# livery around windsor / maidenhead



## Sowere (16 April 2017)

Hi everyone
I am looking for a livery in Windsor area as I moved here
I am mostly looking for assisted DIY and an arena where I can work her
if you have any nice place to recommend I would really appreciate
I am not in a rush as my mare is still in France and I am willing to move her around the summer


----------



## Hexx (16 April 2017)

My old stomping ground!

I was at Tile Place Stables for 10 years, well run, good facilities, direct access to the Great Park
Dell Park Farm - right on the Park, but probably doesn't do Assisted DIY
Beaumont - but on a steep, busy hill.


Bit further out:

Hornbuckle - good hacking on farm tracks
Lakeside - has a good canter track but hacking lacking


----------



## Sowere (17 April 2017)

thank you Hexx
I live in holyport so I can travel a bit 
I will call hornbuckle
I visited a very nice place gleniffer, very friendly but full so I am trying to find plan B if he cant have a space by the summer


----------



## Hexx (17 April 2017)

Glenifer is a nice yard, however, there is no hacking - you have to go on a very busy road to get to any bridlepaths.  

Try Kimber's Farm in Holyport, they are on a slightly quieter road.

There's also Clevelands on the same road as Kimbers, but I am not sure if Paul does livery (I was there on livery many years ago).

I really would give Claire at Tile Place a ring https://www.facebook.com/tileplace.stables.


----------



## Sowere (27 April 2017)

hi hexx I had Claire on the phone ,very friendly but I was looking for assisted DYI mostly
I have found my happiness in Henley which is a little further but the yard is beautiful and the lady running it is used to Portuguese horses and I will be really close from Diane Thurman when  I need lessons as we used to ride with the same people in Portugal 
so maybe I will be the one who will need to move closer


----------

▸ **JOB 1**: State how many lines of the records contain the string "rule", treating uppercase and lowercase as distinct. Provide only the number.

▸ **DATA TO EXAMINE**:
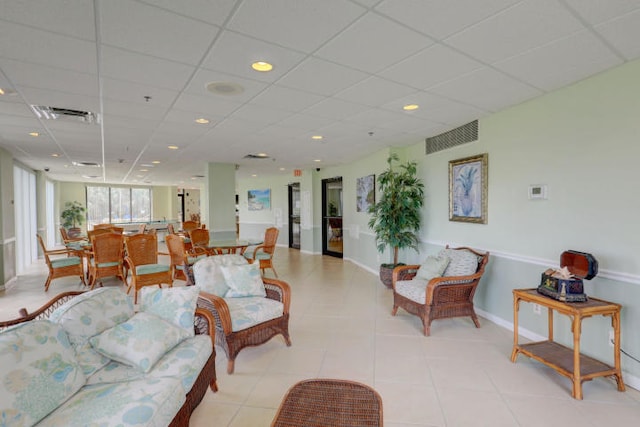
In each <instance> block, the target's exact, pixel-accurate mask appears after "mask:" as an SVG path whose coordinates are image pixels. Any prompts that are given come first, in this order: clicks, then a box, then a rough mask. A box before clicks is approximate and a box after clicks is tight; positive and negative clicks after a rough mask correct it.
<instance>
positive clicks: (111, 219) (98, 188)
mask: <svg viewBox="0 0 640 427" xmlns="http://www.w3.org/2000/svg"><path fill="white" fill-rule="evenodd" d="M148 221H151V189H149V188H128V187H89V186H87V226H88V227H89V228H91V227H92V226H93V225H95V224H104V223H123V222H148Z"/></svg>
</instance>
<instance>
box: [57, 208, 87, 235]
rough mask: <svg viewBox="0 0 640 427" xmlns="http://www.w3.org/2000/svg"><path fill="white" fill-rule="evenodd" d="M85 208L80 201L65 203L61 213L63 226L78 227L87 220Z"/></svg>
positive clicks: (69, 227) (70, 227)
mask: <svg viewBox="0 0 640 427" xmlns="http://www.w3.org/2000/svg"><path fill="white" fill-rule="evenodd" d="M84 213H85V208H84V206H82V204H80V202H77V201H74V202H67V203H65V204H64V210H63V211H62V212H61V213H60V217H61V218H62V226H63V227H64V228H67V229H69V228H76V227H78V226H80V225H82V223H83V222H84V220H85V214H84Z"/></svg>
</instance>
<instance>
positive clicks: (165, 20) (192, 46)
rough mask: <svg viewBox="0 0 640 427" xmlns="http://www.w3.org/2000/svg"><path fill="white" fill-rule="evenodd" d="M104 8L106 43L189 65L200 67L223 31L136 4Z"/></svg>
mask: <svg viewBox="0 0 640 427" xmlns="http://www.w3.org/2000/svg"><path fill="white" fill-rule="evenodd" d="M100 5H101V11H100V12H101V18H102V22H101V27H100V30H101V35H102V42H103V43H105V44H107V45H111V46H117V47H120V48H124V49H128V50H133V51H136V52H140V53H143V54H146V55H152V56H157V57H159V58H164V59H170V60H173V61H178V62H183V63H186V64H193V65H195V64H197V63H199V62H200V60H201V59H202V58H203V56H204V54H205V53H206V52H207V49H208V47H209V45H210V44H211V42H212V41H213V39H214V38H215V36H216V35H217V34H218V31H219V27H216V26H213V25H209V24H205V23H203V22H200V21H195V20H193V19H190V18H185V17H183V16H180V15H177V14H175V13H170V12H168V11H166V10H163V9H159V8H157V7H152V6H148V5H144V4H141V3H138V2H135V1H132V0H110V1H108V2H101V3H100ZM123 10H126V13H122V11H123Z"/></svg>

▸ **JOB 2**: In the forum thread about livery near Windsor and Maidenhead, in which town did the original poster eventually find a yard?

▸ **ANSWER AREA 1**: 5

▸ **ANSWER AREA 2**: Henley